[Start RECORDS SHOWN]

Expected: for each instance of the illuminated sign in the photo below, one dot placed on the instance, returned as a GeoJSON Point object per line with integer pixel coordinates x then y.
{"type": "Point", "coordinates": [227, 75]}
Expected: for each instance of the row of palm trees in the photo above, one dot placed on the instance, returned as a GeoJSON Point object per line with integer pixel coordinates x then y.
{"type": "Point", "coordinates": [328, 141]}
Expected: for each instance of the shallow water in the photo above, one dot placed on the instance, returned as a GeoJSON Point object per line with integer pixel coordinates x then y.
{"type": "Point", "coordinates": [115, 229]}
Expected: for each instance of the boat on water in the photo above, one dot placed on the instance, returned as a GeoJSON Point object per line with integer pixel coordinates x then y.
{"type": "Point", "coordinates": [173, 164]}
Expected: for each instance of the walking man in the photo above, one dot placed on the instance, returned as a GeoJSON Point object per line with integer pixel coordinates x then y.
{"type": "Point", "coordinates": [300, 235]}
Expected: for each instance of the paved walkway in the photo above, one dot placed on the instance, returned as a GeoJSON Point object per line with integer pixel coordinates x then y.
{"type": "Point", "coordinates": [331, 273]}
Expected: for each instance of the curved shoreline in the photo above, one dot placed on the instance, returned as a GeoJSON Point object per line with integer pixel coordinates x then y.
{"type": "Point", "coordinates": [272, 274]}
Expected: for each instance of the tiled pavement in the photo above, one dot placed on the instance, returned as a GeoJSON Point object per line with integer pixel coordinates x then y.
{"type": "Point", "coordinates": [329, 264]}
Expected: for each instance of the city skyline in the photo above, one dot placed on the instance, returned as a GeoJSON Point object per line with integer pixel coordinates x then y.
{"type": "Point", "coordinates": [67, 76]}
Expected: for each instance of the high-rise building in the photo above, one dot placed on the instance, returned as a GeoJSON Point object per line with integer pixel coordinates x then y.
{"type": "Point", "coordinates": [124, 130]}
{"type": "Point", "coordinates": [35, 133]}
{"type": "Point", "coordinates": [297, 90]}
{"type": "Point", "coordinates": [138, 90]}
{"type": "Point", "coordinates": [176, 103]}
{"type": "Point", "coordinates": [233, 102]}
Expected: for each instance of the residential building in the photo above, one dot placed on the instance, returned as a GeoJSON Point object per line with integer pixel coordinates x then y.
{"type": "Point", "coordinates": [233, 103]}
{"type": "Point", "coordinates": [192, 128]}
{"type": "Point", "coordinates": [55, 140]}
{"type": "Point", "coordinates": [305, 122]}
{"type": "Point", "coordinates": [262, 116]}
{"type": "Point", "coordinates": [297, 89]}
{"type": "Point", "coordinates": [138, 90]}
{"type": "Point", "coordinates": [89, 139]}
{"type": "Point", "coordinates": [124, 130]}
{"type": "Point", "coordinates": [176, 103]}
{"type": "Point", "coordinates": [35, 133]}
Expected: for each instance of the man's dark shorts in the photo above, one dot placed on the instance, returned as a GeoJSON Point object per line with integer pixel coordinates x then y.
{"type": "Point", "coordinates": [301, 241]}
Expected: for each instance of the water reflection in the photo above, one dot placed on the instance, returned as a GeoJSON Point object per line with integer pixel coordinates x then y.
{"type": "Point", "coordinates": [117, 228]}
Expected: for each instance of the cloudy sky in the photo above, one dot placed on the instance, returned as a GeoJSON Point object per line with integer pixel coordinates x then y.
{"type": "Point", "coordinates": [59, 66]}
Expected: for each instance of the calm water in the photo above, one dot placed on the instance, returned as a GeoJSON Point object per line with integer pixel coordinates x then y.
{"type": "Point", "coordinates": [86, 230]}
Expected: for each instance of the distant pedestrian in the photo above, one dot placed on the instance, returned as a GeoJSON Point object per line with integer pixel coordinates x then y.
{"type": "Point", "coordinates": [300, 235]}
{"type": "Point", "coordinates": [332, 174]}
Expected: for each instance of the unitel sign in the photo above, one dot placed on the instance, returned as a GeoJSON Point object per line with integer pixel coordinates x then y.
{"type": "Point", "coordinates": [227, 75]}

[End RECORDS SHOWN]

* **WHAT IS BEING ASKED**
Every entry should be printed again exactly as it stands.

* **COMPLETED TASK**
Expected: for each instance of the illuminated sign in the photo below, one dot placed on the instance, returned as a GeoJSON Point object per line with integer pixel coordinates x then y.
{"type": "Point", "coordinates": [227, 75]}
Expected: for each instance of the row of palm trees in the photo above, one dot placed on the instance, returned as a GeoJSON Point object per line with integer pixel coordinates x then y.
{"type": "Point", "coordinates": [328, 141]}
Expected: for each instance of the shallow water in the photo above, one dot placed on the instance, returned as a GeoJSON Point object per line with integer pixel coordinates x then y.
{"type": "Point", "coordinates": [115, 229]}
Expected: for each instance of the boat on water in the photo above, one dot placed on the instance, returned as a GeoJSON Point object per line with integer pixel coordinates x then y.
{"type": "Point", "coordinates": [173, 164]}
Expected: for each instance of the walking man in the photo above, one dot placed on the instance, returned as a GeoJSON Point object per line with integer pixel coordinates x then y.
{"type": "Point", "coordinates": [300, 235]}
Expected: for each instance of the paved walkway in the photo above, one dot placed on the instance, returned as a GeoJSON Point object per line with integer pixel coordinates x then y.
{"type": "Point", "coordinates": [331, 273]}
Expected: for each instance of the curved shoreline in the photo above, one dot placed on the instance, returned as a GeoJSON Point object per line with integer pixel coordinates x then y.
{"type": "Point", "coordinates": [272, 274]}
Expected: for each instance of the tiled pavement in the photo above, one dot placed on the instance, returned as a GeoJSON Point object per line with integer pixel coordinates x then y.
{"type": "Point", "coordinates": [329, 264]}
Expected: for each instance of the city skyline in the photo above, one dot placed on the instance, returned as a GeoJSON Point object per line with integer pixel coordinates x then y.
{"type": "Point", "coordinates": [67, 76]}
Expected: for each instance of the high-rise building in the photo above, one dot placed on the instance, returned as a GeoJSON Point object per line with integer pixel coordinates x then y.
{"type": "Point", "coordinates": [124, 130]}
{"type": "Point", "coordinates": [35, 133]}
{"type": "Point", "coordinates": [297, 90]}
{"type": "Point", "coordinates": [138, 90]}
{"type": "Point", "coordinates": [176, 103]}
{"type": "Point", "coordinates": [233, 102]}
Expected: for each instance of the residential building in the photo above, one dot placed on the instance, returned as a GeoJSON Point object per line with integer pixel coordinates x then y.
{"type": "Point", "coordinates": [233, 103]}
{"type": "Point", "coordinates": [192, 128]}
{"type": "Point", "coordinates": [55, 140]}
{"type": "Point", "coordinates": [305, 122]}
{"type": "Point", "coordinates": [262, 116]}
{"type": "Point", "coordinates": [297, 89]}
{"type": "Point", "coordinates": [138, 90]}
{"type": "Point", "coordinates": [89, 139]}
{"type": "Point", "coordinates": [124, 130]}
{"type": "Point", "coordinates": [176, 103]}
{"type": "Point", "coordinates": [35, 133]}
Expected: for each instance of the man's dark shorts in the photo above, one dot placed on the instance, returned as a GeoJSON Point object per line with integer pixel coordinates x then y.
{"type": "Point", "coordinates": [301, 241]}
Expected: for each instance of the water reflection in the photo above, one dot placed on the instance, returned as a GeoJSON Point object per line with integer pixel coordinates x then y.
{"type": "Point", "coordinates": [117, 228]}
Expected: for each instance of the cloudy sky in the photo above, one dot placed on the instance, returned as a GeoJSON Point object per line with integer pixel coordinates x then y.
{"type": "Point", "coordinates": [59, 66]}
Expected: for each instance of the calm water in the photo above, one dot placed on the instance, returned as a GeoJSON Point object per line with integer pixel coordinates x then y.
{"type": "Point", "coordinates": [86, 230]}
Expected: for each instance of the distant pedestrian in the photo above, one dot placed on the instance, returned as a GeoJSON Point object per line with integer pixel coordinates x then y.
{"type": "Point", "coordinates": [300, 235]}
{"type": "Point", "coordinates": [332, 174]}
Expected: for each instance of the unitel sign in the photo above, one dot placed on the instance, returned as a GeoJSON Point object per line with integer pixel coordinates x then y.
{"type": "Point", "coordinates": [227, 75]}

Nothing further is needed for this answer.